Aufgabenstellung
Gib aus dem Text über die Jagd alles von „Die Frage, ob“ bis hinunter zu „Thematik berücksichtigt wird.“ wortgetreu wieder.

Quelle
● ● ● ● ● ● ●

Die Frage, ob die Jagd tot sein kann, kam mir in den Sinn, als ich wieder einmal durch den kühlen Wald an einem sonnigen Sommertag streifte. Anlass für meine Gedankenausflüge war und ist die kritische Auseinandersetzung mit der Jagd als solcher und ihrer Berechtigung in unseren Tagen, in einer Gesellschaft, die einerseits von der Natur weiter weg ist denn je und andererseits für sich beansprucht, besonders naturnah zu sein. Ein Paradoxon, das sich nur auflöst, wenn die Ganzheitlichkeit der Thematik berücksichtigt wird.

● ● ● ● ● ● ●

Vorliegende Angaben
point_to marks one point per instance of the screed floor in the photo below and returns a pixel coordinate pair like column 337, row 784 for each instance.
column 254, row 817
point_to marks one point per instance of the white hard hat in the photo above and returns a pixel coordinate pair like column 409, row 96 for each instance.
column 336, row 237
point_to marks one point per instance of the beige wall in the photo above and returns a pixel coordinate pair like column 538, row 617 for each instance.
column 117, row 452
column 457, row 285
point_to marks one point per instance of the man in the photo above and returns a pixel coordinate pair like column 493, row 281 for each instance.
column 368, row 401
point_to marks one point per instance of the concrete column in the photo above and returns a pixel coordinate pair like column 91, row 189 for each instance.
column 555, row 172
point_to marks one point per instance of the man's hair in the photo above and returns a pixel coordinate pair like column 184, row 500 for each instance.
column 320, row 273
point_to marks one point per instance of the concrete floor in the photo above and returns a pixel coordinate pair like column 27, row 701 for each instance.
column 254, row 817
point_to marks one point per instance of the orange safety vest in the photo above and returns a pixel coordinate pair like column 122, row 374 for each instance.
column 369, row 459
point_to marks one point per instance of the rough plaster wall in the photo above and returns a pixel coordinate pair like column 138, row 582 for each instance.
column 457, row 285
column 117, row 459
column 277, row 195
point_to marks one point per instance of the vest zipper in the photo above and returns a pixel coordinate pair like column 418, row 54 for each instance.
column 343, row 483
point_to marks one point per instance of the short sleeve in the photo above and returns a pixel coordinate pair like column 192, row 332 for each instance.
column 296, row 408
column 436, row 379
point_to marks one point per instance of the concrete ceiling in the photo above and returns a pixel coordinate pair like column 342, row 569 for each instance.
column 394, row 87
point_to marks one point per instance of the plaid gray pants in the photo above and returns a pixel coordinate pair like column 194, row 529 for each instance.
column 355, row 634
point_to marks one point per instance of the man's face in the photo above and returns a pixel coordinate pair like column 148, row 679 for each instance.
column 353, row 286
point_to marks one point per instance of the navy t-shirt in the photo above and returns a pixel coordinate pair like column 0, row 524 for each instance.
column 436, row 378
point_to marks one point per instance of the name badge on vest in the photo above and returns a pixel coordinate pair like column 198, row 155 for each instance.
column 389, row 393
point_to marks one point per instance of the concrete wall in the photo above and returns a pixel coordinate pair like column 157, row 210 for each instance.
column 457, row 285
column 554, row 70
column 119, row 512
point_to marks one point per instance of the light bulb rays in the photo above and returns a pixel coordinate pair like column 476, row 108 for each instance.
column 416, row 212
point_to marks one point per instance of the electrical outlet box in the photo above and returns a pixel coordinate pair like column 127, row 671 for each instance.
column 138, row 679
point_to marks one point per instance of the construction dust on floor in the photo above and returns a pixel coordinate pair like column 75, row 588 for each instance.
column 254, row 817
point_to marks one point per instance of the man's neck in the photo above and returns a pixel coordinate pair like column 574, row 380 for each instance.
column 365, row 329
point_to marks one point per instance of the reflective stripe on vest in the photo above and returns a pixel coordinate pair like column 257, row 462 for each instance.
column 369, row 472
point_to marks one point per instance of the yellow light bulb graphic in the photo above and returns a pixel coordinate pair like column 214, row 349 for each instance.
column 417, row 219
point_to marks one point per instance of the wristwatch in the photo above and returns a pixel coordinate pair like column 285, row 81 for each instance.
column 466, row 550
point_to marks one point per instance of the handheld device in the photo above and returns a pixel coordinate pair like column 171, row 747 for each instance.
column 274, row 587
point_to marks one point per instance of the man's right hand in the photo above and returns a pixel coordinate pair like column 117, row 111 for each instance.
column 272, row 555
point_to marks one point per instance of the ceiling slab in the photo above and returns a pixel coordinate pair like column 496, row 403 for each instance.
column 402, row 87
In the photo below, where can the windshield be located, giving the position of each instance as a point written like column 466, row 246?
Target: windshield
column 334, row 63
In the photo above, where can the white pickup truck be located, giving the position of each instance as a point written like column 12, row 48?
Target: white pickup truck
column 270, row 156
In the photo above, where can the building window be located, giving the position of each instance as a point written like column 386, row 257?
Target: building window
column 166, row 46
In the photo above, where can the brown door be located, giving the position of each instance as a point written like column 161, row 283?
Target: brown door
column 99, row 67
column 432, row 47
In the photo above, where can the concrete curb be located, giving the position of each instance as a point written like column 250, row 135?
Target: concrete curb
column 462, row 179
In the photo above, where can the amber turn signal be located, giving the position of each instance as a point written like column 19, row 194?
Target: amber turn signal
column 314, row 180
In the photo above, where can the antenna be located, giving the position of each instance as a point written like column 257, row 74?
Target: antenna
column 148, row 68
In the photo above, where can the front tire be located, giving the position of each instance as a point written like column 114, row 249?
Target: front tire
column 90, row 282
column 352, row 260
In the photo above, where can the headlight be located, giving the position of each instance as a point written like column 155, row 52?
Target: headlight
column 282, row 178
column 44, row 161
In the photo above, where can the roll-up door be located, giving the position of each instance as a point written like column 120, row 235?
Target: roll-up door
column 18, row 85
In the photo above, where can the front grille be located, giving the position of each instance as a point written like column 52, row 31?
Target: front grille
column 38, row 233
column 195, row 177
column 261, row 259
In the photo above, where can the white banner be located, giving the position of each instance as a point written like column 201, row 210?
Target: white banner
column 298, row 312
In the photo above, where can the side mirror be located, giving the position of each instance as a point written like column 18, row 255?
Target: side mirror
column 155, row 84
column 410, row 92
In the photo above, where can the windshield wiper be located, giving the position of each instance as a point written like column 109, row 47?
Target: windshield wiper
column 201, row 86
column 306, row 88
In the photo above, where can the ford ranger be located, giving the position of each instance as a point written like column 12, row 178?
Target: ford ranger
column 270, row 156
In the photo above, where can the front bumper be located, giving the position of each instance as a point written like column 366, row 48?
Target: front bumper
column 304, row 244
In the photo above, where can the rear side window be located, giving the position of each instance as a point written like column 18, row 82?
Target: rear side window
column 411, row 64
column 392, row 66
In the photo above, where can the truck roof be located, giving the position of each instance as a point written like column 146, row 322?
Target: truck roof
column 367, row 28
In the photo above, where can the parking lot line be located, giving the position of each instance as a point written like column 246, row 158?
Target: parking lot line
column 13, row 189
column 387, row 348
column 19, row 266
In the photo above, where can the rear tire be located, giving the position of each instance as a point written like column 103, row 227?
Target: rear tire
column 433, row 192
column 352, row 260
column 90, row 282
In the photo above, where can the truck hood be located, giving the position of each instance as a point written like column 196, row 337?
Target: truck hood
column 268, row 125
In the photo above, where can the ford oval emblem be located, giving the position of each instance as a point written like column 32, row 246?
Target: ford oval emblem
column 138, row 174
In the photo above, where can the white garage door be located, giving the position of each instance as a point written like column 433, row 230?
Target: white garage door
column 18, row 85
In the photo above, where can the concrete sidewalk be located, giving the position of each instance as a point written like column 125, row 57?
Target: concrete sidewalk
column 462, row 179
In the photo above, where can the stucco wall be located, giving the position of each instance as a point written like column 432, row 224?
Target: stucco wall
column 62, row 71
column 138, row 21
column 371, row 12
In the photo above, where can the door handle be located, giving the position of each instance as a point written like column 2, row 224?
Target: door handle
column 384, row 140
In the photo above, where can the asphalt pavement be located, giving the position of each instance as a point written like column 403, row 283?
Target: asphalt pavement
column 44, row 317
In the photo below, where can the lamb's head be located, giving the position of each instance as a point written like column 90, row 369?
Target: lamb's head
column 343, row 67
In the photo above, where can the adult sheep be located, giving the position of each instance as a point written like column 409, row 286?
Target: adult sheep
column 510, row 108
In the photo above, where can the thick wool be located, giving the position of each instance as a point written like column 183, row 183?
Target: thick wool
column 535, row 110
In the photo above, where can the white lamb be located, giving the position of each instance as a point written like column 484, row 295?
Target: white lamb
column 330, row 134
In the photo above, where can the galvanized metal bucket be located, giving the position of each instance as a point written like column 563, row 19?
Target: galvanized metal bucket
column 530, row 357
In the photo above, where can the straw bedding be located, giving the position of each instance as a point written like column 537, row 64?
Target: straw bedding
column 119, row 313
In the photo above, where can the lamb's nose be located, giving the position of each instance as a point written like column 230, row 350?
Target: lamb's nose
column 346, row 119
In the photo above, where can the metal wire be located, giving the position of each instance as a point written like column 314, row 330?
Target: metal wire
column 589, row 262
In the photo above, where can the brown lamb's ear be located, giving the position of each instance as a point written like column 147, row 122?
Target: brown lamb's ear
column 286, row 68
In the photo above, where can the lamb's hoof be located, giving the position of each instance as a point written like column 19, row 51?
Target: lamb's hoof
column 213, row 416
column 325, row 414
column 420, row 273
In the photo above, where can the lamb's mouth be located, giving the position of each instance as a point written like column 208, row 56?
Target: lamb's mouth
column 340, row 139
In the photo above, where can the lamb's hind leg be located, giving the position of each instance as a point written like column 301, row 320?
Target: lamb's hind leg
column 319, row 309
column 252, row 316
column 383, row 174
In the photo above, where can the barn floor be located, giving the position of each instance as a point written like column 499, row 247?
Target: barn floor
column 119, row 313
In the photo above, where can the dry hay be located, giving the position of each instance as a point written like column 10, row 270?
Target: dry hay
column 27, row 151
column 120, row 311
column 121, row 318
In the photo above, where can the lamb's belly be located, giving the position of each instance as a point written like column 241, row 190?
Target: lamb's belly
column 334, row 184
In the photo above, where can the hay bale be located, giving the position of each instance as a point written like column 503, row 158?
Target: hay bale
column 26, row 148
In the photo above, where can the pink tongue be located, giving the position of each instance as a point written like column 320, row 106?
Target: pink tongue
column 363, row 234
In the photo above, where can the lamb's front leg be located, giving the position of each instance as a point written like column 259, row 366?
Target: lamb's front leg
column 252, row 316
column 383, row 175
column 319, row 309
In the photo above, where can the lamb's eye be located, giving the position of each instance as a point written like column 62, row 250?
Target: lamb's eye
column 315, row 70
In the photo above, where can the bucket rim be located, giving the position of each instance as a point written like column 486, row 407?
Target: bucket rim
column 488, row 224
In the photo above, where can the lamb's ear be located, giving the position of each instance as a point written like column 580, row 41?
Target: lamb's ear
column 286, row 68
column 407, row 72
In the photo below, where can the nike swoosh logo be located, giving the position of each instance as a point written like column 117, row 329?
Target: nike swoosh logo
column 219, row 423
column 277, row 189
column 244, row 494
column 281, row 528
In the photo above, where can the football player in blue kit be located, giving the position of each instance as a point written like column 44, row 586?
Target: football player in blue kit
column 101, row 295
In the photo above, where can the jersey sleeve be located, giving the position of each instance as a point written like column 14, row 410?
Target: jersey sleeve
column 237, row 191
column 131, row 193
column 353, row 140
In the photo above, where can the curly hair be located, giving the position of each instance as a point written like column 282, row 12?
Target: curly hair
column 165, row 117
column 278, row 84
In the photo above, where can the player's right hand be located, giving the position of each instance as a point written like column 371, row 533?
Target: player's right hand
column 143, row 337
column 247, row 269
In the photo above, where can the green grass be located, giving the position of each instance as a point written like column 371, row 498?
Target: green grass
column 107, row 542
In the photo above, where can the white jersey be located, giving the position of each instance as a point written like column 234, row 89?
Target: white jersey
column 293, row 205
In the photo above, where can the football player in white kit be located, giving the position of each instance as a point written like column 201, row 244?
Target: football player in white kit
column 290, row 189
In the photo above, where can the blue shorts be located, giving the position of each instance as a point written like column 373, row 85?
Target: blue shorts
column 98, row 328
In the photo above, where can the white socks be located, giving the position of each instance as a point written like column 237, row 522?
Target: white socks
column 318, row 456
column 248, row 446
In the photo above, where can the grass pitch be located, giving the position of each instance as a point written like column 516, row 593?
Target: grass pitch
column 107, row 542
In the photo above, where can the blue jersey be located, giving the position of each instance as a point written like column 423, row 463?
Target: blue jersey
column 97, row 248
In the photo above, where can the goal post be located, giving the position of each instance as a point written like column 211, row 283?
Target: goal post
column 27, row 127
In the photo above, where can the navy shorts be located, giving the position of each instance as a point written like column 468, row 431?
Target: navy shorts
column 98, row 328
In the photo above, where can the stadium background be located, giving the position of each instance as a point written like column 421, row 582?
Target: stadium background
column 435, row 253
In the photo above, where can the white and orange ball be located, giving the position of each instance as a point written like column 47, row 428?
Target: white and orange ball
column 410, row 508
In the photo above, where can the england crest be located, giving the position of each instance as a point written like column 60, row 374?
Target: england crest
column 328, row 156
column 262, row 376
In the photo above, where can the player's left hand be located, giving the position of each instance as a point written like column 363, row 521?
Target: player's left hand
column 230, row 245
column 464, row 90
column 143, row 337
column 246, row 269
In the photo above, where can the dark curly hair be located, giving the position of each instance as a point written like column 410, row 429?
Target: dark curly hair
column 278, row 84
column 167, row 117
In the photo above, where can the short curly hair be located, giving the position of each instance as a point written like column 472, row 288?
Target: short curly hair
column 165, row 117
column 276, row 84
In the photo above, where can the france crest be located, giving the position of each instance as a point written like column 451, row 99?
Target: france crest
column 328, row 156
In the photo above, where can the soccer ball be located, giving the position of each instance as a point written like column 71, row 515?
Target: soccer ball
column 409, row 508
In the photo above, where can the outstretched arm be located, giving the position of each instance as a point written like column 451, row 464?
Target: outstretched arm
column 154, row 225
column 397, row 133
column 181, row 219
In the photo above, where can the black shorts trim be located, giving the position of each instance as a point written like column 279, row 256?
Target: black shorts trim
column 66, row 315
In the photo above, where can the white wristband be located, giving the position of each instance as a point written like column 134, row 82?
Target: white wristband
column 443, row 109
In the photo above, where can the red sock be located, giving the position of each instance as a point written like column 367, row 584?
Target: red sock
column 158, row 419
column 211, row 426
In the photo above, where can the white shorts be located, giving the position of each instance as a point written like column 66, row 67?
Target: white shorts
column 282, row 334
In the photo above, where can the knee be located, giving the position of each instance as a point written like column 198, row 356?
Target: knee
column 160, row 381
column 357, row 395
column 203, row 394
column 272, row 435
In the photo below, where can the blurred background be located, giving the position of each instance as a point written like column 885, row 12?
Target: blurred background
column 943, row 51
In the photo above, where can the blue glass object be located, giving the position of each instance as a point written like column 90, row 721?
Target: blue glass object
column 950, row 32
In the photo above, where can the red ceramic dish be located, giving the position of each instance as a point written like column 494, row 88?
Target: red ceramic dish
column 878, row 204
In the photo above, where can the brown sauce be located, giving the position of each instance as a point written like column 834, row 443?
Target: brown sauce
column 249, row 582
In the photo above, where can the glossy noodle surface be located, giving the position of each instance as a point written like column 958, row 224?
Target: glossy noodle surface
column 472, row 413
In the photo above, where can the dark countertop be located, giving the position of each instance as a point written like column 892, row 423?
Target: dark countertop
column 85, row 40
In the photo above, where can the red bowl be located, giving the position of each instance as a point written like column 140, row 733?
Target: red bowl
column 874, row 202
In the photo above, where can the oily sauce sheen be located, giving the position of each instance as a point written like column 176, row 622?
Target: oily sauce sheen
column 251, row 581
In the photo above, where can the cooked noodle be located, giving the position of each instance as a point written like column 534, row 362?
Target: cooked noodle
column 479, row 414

● ● ● ● ● ● ●

Fertige Antwort
Die Frage, ob die Jagd tot sein kann, kam mir in den Sinn, als ich wieder einmal durch den kühlen Wald an einem sonnigen Sommertag streifte. Anlass für meine Gedankenausflüge war und ist die kritische Auseinandersetzung mit der Jagd als solcher und ihrer Berechtigung in unseren Tagen, in einer Gesellschaft, die einerseits von der Natur weiter weg ist denn je und andererseits für sich beansprucht, besonders naturnah zu sein. Ein Paradoxon, das sich nur auflöst, wenn die Ganzheitlichkeit der Thematik berücksichtigt wird.